Процитируйте без изменений текст о Доме правительства от слов «Одной из первых строек» до слов «архитектуры – Дворец Советов.».

=== Исходный текст ===

Одной из первых строек пятилетки стал московский дом для ее руководителей. Главный архитектор Дома правительства, Борис Иофан, жил в большой квартире на верхнем этаже двадцать первого подъезда с женой Ольгой и ее двумя детьми от предыдущего брака. Ольга и Борис познакомились в Италии, где оба состояли в Коммунистической партии. Ольга родилась в семье герцога Фабрицио Сассо-Руффо и княжны Натальи Мещерской. Ее первым мужем был кавалерийский офицер, Борис Огарев. Из окна квартиры Иофана открывался вид на его следующий проект и кульминацию истории архитектуры – Дворец Советов.
Начальником строительства Дворца Советов был Василий Михайлов, бывший брошюровщик в типографии Сытина, один из руководителей московского восстания, председатель городского совета профсоюзов в первые месяцы строительства Дома, борец с мухами в рабочих столовых, член правой оппозиции, заместитель начальника строительства Днепрогэса и один из прототипов большевистского Моисея в «Энергии» Гладкова. Переведенный в Москву на работу, которая, по словам его дочери Маргариты, его пугала, он въехал в квартиру 52 с двумя дочерьми от предыдущего брака, женой Надеждой Ушаковой (старой большевичкой и дочерью профессора Тимирязевской академии), двухлетней Маргаритой и дочерью Надежды от брака с советским агентом в Германии Иоганном Кульманом.

=== Отобранные строки ===

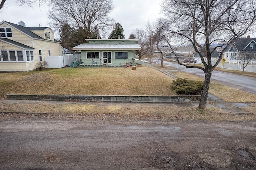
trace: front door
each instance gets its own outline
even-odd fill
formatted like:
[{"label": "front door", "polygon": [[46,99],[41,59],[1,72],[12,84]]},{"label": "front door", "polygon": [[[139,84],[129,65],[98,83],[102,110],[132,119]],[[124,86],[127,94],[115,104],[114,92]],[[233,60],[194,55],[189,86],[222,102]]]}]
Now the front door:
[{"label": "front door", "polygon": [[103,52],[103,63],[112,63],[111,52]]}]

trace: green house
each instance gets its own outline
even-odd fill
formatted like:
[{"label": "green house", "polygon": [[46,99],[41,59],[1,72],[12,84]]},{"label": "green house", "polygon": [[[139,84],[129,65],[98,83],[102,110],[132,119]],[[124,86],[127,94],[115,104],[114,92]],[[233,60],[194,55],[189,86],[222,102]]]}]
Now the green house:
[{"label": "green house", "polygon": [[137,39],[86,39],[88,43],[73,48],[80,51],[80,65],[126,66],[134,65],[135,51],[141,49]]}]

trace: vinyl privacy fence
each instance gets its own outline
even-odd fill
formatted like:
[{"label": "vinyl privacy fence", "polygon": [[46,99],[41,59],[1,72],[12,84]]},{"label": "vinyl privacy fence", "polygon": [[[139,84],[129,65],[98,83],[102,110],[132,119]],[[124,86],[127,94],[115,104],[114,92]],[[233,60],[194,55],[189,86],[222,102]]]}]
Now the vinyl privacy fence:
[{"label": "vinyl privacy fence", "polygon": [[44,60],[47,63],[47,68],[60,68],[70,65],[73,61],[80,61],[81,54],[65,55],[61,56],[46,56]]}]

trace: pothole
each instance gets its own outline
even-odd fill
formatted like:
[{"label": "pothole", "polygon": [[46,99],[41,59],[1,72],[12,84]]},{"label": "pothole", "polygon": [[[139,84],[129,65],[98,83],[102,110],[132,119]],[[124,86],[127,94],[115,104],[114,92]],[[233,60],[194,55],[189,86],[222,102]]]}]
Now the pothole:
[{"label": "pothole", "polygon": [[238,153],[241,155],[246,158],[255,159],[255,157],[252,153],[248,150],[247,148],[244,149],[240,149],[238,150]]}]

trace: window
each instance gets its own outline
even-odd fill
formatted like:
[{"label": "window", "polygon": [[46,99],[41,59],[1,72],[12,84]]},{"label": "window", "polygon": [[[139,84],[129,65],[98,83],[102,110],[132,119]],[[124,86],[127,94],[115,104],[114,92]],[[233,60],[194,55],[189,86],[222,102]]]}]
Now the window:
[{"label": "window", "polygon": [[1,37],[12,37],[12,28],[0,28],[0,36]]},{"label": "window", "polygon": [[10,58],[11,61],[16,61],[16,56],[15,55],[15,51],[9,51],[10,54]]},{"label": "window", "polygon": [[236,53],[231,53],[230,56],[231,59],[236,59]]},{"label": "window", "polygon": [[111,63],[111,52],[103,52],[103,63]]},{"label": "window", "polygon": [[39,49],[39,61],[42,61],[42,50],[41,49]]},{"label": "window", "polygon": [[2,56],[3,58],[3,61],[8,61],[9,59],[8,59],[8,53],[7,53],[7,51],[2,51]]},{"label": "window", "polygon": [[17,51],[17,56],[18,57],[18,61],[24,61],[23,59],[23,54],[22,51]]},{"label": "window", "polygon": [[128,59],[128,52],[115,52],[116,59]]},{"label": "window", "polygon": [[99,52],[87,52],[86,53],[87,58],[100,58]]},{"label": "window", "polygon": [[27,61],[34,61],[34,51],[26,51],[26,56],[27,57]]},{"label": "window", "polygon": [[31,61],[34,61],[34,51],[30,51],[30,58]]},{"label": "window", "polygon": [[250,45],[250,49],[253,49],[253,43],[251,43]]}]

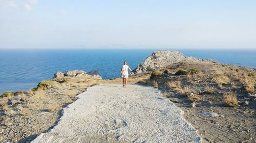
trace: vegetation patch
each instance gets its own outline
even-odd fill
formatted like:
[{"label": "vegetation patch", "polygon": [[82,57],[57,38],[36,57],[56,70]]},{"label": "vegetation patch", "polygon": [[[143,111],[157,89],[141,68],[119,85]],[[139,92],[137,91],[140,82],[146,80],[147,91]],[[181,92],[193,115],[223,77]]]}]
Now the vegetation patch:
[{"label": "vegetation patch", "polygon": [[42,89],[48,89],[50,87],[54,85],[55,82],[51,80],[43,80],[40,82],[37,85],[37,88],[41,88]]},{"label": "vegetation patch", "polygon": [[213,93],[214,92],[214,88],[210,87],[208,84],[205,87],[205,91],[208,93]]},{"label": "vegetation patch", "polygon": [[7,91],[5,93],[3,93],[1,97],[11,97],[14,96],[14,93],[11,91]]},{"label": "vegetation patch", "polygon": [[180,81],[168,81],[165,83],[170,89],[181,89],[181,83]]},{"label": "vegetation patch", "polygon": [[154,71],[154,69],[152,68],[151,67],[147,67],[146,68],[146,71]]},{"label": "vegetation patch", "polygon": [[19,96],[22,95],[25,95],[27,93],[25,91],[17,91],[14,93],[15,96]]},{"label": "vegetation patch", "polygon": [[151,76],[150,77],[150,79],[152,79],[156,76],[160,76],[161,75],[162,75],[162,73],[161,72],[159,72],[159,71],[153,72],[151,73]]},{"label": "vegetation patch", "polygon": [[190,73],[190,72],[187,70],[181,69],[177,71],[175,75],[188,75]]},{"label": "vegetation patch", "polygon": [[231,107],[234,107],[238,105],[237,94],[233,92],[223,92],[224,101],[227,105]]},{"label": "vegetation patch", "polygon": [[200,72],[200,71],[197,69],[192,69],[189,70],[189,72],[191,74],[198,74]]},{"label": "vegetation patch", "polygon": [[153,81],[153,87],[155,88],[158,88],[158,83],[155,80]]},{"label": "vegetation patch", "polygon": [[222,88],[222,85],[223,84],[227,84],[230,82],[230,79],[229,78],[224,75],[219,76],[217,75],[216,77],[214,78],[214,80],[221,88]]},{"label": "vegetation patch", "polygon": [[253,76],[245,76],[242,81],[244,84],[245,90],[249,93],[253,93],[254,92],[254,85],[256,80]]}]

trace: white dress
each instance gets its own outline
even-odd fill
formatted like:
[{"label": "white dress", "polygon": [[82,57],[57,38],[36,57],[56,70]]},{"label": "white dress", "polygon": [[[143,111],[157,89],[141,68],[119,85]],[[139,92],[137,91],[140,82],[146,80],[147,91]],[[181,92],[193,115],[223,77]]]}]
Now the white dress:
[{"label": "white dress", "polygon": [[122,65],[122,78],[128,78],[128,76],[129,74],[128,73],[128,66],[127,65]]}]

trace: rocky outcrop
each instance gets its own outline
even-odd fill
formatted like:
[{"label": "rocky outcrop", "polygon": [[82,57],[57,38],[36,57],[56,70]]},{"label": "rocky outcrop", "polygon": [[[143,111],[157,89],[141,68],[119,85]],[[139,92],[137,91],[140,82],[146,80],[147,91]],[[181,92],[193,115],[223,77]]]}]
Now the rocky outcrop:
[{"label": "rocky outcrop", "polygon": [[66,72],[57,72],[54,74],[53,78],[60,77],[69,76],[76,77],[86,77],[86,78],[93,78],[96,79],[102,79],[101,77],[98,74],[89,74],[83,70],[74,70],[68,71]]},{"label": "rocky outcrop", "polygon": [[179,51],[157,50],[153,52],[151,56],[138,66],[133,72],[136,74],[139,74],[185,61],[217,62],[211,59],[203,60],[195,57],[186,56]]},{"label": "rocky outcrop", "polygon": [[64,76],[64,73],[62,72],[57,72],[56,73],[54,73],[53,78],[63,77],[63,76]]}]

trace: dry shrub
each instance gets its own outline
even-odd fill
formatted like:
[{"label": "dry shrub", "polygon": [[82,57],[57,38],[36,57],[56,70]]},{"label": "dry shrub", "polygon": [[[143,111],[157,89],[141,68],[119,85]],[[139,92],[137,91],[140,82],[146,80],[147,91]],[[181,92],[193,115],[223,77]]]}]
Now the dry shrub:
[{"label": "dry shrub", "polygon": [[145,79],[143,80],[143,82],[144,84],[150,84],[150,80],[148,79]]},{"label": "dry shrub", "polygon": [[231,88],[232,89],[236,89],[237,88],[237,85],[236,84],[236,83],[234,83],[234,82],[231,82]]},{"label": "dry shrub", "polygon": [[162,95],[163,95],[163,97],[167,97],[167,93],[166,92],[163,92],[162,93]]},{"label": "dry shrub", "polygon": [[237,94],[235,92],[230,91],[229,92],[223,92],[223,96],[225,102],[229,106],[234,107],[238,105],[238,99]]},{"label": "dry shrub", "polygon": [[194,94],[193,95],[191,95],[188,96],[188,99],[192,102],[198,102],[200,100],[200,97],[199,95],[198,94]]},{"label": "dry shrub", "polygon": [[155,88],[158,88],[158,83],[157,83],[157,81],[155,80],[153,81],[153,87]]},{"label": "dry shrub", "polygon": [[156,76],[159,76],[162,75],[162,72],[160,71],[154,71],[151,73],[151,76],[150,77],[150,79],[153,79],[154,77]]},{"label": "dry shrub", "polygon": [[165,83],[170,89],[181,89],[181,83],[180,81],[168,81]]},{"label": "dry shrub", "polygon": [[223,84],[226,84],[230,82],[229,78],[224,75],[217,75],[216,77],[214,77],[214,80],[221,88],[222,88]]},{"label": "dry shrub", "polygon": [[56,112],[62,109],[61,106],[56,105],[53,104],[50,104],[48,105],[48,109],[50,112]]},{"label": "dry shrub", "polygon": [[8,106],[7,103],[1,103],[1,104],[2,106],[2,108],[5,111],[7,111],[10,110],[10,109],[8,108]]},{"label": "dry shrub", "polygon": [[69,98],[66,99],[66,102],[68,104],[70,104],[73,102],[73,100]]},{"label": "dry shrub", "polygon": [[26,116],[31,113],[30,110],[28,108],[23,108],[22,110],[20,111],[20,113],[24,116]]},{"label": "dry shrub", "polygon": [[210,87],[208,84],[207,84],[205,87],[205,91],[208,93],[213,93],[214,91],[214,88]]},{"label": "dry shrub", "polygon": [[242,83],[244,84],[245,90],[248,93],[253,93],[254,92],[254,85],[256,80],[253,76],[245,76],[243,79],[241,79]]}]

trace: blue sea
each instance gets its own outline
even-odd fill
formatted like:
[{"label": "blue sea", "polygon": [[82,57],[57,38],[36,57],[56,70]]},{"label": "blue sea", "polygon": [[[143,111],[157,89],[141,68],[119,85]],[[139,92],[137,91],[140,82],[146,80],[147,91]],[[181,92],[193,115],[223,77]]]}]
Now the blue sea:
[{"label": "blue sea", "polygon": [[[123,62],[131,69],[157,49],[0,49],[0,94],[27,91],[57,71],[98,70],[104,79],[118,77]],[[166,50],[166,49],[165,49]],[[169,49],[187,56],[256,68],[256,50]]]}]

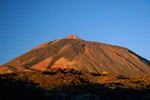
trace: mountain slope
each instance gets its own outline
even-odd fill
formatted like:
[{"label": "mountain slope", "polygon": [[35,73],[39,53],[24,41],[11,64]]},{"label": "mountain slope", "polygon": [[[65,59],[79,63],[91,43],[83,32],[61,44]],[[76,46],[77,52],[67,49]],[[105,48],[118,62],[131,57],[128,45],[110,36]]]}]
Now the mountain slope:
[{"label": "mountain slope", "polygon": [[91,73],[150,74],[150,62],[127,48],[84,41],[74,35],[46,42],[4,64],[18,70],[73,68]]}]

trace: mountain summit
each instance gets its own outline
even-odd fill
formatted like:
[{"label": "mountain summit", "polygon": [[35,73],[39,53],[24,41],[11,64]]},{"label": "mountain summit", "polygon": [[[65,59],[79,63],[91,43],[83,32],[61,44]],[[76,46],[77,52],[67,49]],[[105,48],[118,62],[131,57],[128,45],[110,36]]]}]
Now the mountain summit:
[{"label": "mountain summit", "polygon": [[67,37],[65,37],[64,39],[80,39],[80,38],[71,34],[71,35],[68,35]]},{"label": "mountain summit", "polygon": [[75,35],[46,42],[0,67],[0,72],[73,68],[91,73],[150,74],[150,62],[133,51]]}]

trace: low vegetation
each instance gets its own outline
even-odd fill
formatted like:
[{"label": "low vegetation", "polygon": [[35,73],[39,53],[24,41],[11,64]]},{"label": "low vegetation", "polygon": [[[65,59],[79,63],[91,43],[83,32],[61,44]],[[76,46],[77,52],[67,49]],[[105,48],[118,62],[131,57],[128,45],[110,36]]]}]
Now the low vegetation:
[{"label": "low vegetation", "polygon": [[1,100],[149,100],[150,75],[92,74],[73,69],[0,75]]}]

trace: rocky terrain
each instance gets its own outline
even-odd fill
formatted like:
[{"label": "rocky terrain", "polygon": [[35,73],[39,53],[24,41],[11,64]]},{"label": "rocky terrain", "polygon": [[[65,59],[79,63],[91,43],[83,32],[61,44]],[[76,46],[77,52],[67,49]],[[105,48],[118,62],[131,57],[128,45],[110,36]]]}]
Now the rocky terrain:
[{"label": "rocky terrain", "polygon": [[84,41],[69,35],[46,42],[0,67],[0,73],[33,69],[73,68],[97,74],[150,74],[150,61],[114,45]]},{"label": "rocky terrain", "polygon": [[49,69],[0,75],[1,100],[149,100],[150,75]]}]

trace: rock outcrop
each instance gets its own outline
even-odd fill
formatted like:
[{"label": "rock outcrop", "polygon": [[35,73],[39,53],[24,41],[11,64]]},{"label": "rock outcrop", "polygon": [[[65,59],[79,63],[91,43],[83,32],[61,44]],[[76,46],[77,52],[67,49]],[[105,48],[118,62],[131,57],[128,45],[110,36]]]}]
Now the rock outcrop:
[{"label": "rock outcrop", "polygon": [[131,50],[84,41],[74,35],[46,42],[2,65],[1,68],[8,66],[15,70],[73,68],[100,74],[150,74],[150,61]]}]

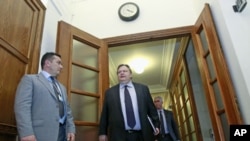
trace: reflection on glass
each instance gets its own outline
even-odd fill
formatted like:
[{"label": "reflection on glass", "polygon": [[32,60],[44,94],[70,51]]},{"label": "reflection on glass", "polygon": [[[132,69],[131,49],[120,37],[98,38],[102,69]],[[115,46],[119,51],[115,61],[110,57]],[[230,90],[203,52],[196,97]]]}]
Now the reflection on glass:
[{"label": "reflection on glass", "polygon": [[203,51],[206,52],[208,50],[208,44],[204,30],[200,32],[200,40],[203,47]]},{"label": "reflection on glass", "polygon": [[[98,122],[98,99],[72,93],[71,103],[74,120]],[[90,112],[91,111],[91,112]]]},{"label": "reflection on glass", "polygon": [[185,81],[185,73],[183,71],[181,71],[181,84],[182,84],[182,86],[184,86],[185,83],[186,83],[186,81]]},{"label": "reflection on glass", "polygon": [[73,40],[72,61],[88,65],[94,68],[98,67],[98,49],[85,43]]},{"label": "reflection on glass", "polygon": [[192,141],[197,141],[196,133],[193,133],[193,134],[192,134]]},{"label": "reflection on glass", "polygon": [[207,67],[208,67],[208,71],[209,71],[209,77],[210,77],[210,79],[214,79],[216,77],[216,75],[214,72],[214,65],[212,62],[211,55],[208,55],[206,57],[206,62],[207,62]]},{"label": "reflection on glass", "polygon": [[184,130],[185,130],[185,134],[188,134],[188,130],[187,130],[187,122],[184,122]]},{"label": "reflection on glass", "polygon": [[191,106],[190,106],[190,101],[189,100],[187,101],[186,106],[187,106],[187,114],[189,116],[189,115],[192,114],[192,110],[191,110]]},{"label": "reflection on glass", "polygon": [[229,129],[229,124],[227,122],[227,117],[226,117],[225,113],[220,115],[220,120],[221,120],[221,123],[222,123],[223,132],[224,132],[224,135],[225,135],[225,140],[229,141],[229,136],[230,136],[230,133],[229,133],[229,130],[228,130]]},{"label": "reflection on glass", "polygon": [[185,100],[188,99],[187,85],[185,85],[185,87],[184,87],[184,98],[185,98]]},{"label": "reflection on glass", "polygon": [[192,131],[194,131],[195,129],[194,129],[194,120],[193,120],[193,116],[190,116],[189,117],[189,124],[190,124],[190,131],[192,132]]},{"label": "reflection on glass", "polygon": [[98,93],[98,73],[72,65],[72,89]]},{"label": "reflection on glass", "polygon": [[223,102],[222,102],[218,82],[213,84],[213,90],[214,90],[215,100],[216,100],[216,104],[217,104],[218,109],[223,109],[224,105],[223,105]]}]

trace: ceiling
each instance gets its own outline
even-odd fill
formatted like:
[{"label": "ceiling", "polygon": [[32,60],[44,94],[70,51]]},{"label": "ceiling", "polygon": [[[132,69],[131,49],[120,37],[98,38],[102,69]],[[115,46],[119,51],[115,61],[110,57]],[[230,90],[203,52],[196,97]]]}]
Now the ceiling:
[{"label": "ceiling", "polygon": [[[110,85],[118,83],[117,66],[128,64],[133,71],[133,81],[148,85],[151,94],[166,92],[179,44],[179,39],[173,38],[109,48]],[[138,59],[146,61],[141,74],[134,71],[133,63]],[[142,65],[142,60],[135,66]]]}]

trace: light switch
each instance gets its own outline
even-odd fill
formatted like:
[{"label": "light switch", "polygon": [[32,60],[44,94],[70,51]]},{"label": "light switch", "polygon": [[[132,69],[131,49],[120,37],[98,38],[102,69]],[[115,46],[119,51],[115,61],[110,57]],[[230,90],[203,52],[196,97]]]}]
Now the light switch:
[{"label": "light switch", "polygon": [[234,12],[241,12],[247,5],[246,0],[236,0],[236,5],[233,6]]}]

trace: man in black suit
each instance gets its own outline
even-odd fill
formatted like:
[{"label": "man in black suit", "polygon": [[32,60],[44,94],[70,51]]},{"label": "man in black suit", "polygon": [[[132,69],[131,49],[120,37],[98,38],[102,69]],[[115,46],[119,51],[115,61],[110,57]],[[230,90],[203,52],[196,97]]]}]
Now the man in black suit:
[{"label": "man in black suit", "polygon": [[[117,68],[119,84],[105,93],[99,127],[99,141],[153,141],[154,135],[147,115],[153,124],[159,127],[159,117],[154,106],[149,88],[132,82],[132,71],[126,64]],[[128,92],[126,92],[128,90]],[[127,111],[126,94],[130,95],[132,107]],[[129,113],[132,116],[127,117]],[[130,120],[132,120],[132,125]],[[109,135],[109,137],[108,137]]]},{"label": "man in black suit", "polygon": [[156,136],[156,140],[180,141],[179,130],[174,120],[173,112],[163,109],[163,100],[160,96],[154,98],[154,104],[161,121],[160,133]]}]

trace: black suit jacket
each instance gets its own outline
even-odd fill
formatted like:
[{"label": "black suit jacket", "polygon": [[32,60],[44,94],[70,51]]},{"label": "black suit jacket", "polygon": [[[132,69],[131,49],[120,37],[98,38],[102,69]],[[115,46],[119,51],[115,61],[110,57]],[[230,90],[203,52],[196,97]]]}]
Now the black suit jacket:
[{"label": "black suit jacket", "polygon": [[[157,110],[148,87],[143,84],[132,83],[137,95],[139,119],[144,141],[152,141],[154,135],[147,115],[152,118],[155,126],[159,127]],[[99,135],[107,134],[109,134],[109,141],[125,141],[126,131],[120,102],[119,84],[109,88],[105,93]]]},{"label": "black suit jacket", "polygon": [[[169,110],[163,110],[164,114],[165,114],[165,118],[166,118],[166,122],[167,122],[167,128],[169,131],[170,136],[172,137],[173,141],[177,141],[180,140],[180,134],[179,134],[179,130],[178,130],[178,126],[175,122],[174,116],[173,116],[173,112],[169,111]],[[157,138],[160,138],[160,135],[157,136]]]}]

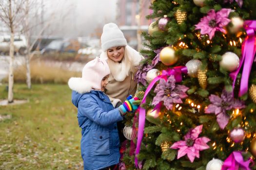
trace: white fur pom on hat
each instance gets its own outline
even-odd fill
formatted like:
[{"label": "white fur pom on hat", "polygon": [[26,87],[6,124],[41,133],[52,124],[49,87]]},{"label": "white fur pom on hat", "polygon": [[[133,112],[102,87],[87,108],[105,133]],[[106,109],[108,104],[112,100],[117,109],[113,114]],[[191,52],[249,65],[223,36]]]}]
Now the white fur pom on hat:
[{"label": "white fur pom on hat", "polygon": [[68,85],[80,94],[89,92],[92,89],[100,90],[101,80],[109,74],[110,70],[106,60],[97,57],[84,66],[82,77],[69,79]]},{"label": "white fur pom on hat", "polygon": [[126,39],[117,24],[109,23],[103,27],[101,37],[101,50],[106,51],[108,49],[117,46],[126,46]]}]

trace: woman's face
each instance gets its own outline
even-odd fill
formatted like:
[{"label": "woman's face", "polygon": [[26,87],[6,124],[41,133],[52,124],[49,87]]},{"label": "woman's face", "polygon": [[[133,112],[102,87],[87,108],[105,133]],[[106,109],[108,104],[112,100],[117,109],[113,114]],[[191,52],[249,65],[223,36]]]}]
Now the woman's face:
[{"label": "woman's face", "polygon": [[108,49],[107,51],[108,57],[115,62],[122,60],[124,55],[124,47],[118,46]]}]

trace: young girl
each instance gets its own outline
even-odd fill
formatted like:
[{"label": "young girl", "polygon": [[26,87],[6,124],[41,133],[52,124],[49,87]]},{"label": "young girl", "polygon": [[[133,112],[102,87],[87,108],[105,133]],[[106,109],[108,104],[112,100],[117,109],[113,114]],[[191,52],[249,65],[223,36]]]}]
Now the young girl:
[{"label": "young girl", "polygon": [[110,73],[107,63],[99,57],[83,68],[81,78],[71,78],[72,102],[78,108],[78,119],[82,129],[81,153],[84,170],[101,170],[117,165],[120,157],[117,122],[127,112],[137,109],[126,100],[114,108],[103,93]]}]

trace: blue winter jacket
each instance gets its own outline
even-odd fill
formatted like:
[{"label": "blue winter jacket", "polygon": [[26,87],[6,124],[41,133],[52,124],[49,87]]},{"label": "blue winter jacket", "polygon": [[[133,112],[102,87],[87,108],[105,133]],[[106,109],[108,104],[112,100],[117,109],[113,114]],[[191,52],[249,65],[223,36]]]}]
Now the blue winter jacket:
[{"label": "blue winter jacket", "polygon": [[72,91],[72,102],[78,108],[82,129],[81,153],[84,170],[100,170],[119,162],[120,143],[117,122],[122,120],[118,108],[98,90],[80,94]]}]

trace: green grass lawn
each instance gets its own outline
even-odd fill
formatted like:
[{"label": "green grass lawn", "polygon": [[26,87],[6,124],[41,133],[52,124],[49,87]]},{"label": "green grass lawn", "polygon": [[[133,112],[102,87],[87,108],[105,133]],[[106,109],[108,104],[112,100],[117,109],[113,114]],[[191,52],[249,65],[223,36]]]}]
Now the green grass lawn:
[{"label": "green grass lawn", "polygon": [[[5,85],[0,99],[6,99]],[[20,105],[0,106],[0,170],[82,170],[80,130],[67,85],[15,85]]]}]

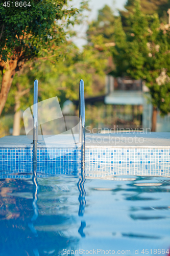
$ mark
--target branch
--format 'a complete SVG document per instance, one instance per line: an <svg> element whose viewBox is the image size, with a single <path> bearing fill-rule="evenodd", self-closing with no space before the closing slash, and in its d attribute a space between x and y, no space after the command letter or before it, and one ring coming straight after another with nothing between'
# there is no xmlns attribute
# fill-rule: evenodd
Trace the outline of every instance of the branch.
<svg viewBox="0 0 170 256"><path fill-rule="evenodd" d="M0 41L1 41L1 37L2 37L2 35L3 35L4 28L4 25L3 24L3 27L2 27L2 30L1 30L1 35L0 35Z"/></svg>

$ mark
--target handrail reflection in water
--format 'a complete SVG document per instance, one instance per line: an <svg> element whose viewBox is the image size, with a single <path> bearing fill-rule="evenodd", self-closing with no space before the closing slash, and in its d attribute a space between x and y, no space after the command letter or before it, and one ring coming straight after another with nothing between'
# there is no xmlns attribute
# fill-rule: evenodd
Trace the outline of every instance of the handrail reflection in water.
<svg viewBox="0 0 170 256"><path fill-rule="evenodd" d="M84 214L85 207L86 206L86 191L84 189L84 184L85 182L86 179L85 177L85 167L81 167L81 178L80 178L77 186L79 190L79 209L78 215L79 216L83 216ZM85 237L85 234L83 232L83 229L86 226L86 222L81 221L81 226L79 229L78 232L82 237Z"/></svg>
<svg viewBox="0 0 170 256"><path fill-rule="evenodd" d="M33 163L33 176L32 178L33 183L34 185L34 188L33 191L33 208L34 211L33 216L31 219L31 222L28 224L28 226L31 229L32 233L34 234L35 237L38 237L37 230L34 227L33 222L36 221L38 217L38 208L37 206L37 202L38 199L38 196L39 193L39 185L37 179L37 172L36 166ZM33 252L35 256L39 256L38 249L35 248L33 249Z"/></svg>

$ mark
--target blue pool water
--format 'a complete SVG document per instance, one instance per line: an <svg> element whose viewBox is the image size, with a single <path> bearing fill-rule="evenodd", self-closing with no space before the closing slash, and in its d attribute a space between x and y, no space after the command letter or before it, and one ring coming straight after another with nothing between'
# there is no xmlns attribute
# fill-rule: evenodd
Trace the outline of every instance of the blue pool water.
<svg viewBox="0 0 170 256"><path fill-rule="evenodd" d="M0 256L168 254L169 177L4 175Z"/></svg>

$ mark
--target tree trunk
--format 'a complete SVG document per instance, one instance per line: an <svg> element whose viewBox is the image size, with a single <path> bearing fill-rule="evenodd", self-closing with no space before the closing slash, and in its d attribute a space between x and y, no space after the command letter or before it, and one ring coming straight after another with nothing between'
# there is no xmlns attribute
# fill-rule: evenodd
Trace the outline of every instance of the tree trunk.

===

= Решение задачи =
Одной из первых строек пятилетки стал московский дом для ее руководителей. Главный архитектор Дома правительства, Борис Иофан, жил в большой квартире на верхнем этаже двадцать первого подъезда с женой Ольгой и ее двумя детьми от предыдущего брака. Ольга и Борис познакомились в Италии, где оба состояли в Коммунистической партии. Ольга родилась в семье герцога Фабрицио Сассо-Руффо и княжны Натальи Мещерской. Ее первым мужем был кавалерийский офицер, Борис Огарев. Из окна квартиры Иофана открывался вид на его следующий проект и кульминацию истории архитектуры – Дворец Советов.